* [Dati forniti]
⟨
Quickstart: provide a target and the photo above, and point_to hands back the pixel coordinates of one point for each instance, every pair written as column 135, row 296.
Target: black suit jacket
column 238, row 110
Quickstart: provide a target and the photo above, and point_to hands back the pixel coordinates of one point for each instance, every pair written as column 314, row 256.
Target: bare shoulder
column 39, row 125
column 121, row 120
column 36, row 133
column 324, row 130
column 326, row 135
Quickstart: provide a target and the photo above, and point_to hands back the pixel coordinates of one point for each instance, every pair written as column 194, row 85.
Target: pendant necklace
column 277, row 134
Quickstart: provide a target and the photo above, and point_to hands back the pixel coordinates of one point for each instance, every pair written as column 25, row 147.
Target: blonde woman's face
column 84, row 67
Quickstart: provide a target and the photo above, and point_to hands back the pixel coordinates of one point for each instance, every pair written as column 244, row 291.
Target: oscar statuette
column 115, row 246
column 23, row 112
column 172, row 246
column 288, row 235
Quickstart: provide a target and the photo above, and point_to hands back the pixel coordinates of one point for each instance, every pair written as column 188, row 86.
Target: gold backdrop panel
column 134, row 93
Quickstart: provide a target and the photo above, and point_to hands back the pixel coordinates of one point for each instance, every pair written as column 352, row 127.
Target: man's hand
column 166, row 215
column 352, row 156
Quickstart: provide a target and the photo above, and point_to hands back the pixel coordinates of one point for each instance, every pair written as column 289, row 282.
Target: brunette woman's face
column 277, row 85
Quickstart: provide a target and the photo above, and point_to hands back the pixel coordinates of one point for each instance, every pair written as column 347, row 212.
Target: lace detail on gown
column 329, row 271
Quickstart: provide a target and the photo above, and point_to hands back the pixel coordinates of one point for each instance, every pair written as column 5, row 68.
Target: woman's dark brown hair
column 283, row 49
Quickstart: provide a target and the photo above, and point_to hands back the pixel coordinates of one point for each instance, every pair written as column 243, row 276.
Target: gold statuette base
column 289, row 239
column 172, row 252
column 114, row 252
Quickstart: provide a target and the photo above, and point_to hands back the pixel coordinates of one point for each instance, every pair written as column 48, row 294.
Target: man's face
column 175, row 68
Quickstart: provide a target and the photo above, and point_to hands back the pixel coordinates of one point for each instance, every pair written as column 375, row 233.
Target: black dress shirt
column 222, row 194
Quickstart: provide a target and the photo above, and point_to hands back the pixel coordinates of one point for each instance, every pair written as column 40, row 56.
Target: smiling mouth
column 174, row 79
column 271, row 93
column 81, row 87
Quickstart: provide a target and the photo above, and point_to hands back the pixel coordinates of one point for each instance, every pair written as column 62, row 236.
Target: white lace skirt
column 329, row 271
⟩
* [Obiettivo] Converti tutto il materiale in un CSV a due colonne, "input" e "output", con una riga per ogni testo e le coordinate che gli corrispondono. Metti ciascun valore in un unico campo tra virgolette, sostituendo gli a capo con spazi.

* [Soluzione]
input,output
"Quickstart: provide a target and the photo above, and point_to hands back the pixel coordinates of one point for each instance, every pair written as column 135, row 296. Target: black suit jacket","column 238, row 110"
"Quickstart: provide a target and the photo above, and point_to hands back the pixel coordinates of one point for each instance, every pair written as column 314, row 256. Target: bare shoulder","column 39, row 125 column 121, row 120 column 36, row 133 column 324, row 130 column 326, row 135"
"Quickstart: provide a target and the photo above, and point_to hands back the pixel coordinates of one point for each instance, every pair written as column 194, row 85. Target: pendant necklace","column 277, row 134"
"Quickstart: provide a target and the photo above, and point_to hands back the pixel coordinates of one point for each instance, every pair written as column 25, row 147. Target: blonde woman's face","column 84, row 67"
"Quickstart: provide a target and the photo above, and point_to hands back the pixel coordinates of one point for each instance, every pair written as column 244, row 291. Target: oscar statuette","column 115, row 246 column 23, row 112 column 172, row 246 column 288, row 235"
"Quickstart: provide a target and the photo above, and point_to hands back the pixel coordinates of one point for each instance, every pair written as column 188, row 86. Target: gold backdrop panel","column 134, row 93"
"Quickstart: provide a target and the photo above, and point_to hands back the pixel coordinates of one point for each instance, every pair written as column 352, row 127. Target: man's hand","column 166, row 215 column 352, row 156"
"Quickstart: provide a target and the photo above, and point_to hands back the pixel coordinates of one point for each instance, every pair written as column 289, row 282. Target: brunette woman's face","column 277, row 85"
"Quickstart: provide a target and the photo above, and point_to hands back the pixel coordinates of one point for each instance, every pair written as column 347, row 212. Target: lace detail on gown","column 329, row 271"
"Quickstart: provide a target and the photo above, and point_to hands back the pixel coordinates of one point for each instance, every pair written as column 5, row 68. Target: woman's dark brown hair","column 283, row 49"
"Quickstart: provide a target and the photo above, and point_to hands back the pixel coordinates of one point for each instance, every pair written as column 243, row 276. Target: gold statuette base","column 289, row 239 column 172, row 252 column 114, row 252"
"Quickstart: provide a target and the photo above, and point_to hands back the pixel coordinates of one point for each instance, every pair written as column 48, row 294. Target: man's face","column 175, row 68"
"Quickstart: provide a target and the photo above, and point_to hands back the pixel coordinates of one point for each instance, every pair written as column 375, row 233. Target: black dress shirt","column 222, row 194"
"Quickstart: provide a target and the photo above, and point_to hands back the pixel coordinates of one point for each instance, every pair written as column 40, row 56. Target: smiling mouth","column 174, row 79 column 271, row 93 column 81, row 87"
"Quickstart: provide a target and the photo above, and point_to hands back the pixel coordinates of one point for each instance, every pair written as column 62, row 236. Target: white lace skirt","column 329, row 271"